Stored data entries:
○ ○ ○ ○ ○

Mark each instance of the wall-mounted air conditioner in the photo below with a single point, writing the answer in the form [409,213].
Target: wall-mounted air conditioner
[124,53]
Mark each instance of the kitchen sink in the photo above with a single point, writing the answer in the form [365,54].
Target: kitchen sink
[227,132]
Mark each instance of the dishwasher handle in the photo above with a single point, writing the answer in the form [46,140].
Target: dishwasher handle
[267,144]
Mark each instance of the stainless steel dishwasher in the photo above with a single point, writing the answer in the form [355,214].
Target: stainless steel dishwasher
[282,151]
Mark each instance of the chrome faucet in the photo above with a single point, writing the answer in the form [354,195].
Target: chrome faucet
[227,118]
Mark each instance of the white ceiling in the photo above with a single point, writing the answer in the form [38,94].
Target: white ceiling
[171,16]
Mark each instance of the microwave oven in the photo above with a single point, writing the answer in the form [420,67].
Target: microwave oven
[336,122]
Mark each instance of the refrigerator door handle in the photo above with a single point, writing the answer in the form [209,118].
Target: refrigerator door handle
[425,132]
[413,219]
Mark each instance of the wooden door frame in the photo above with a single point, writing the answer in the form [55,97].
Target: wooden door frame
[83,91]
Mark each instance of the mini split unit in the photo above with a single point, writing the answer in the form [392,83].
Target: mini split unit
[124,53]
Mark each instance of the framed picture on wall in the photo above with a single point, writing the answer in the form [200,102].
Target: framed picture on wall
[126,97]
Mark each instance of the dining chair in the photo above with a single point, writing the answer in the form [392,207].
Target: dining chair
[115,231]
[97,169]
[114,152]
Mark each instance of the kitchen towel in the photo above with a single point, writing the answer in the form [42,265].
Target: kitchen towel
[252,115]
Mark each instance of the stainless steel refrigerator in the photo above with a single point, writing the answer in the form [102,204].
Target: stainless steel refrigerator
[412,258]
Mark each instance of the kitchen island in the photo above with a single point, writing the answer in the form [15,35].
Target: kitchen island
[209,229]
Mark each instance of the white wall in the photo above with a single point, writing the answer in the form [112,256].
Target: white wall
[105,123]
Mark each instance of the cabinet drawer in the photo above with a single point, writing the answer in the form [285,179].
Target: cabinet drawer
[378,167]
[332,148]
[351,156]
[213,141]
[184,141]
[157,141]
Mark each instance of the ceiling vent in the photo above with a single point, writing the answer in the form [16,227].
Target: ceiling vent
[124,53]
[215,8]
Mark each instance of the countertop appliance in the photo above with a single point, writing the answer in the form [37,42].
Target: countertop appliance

○ ○ ○ ○ ○

» **EXERCISE DETAILS**:
Checking each line of the data, count the ones containing "countertop", and give only that count.

» **ANSWER BOX**:
2